## Instructions to follow
Output every line of the data below as a Markdown table with the columns Row and Line, numbering the rows in order and leaving out blank lines.

Point labels for objects
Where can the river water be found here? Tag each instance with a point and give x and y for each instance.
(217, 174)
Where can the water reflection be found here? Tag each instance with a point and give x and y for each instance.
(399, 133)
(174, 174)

## Response
| Row | Line |
|---|---|
| 1 | Where can the river water be found here? Tag each instance with a point and give x and y for each instance. |
| 2 | (217, 174) |
| 3 | Where can the water reflection be found here? Tag each instance with a point and give x and y for each instance. |
| 4 | (399, 133) |
| 5 | (174, 174) |